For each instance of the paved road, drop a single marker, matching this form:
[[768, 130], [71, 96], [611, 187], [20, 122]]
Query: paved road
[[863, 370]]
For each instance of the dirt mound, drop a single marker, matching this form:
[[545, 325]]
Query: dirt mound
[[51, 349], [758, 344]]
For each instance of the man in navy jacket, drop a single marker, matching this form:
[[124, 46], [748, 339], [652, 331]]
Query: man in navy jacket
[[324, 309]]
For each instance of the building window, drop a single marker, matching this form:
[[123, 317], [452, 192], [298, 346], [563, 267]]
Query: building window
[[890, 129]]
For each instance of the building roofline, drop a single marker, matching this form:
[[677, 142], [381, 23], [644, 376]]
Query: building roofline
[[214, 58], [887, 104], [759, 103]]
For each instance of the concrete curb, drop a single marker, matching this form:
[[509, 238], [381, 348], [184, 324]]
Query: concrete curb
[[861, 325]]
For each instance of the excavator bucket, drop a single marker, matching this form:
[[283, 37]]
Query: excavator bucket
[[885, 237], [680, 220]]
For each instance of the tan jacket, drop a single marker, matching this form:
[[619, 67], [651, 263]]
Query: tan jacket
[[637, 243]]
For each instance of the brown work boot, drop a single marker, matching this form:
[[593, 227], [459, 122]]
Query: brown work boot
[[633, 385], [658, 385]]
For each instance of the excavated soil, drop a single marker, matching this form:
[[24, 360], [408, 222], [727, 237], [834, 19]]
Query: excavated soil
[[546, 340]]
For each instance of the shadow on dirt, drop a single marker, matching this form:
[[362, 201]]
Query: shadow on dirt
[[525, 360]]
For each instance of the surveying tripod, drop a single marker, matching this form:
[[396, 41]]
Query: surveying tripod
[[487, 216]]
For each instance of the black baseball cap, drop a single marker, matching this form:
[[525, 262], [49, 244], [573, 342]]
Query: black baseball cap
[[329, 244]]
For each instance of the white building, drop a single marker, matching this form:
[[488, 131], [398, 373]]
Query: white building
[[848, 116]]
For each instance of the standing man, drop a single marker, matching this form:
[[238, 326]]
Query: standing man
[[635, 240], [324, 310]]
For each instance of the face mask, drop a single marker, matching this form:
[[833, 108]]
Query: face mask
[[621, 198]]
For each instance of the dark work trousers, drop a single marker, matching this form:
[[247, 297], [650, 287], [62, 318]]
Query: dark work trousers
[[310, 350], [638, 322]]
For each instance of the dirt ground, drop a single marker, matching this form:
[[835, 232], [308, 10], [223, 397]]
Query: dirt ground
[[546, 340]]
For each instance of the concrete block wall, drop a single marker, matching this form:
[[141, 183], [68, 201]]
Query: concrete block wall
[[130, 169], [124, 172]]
---
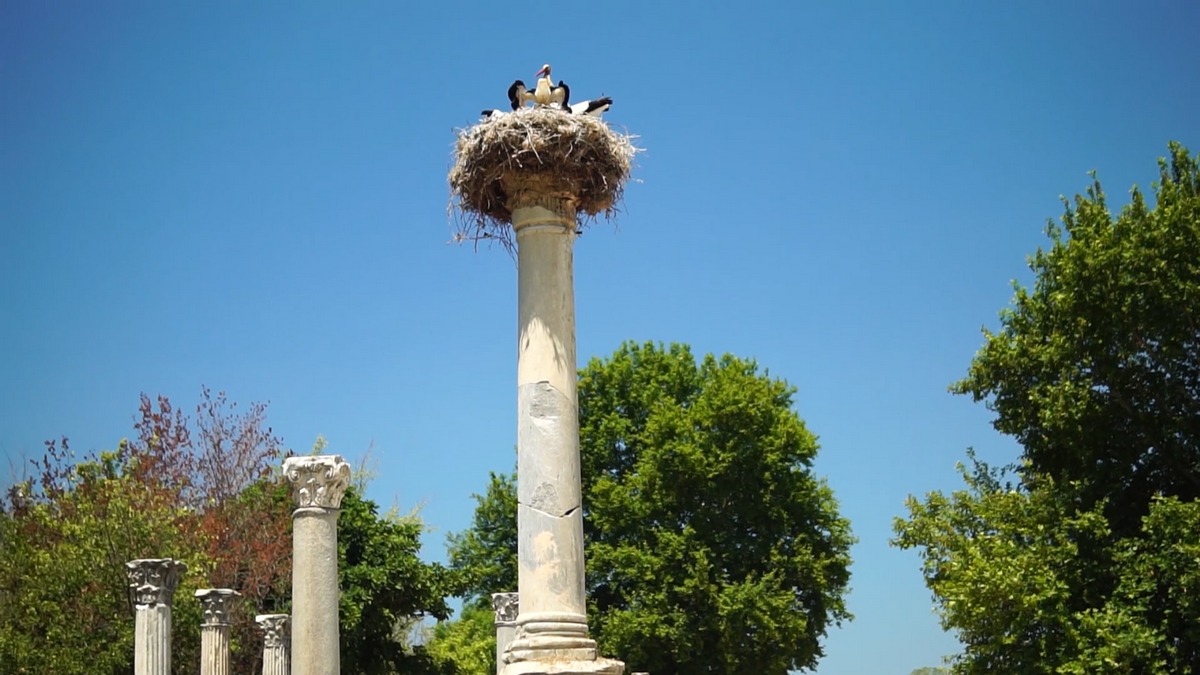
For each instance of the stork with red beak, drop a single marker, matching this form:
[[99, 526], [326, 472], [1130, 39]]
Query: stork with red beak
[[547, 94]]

• What you need to do: Take the stretch of lines above from the one containing "For each instance of the paved" through the one containing "[[545, 325]]" and repeat it exactly, adding no other line.

• Response to this exercise:
For each instance of the paved road, drop a single marker, matching this form:
[[768, 130], [71, 96], [611, 187], [20, 122]]
Query: paved road
[[863, 370]]
For each instance of the dirt mound, drop a single marker, matching this form:
[[545, 325]]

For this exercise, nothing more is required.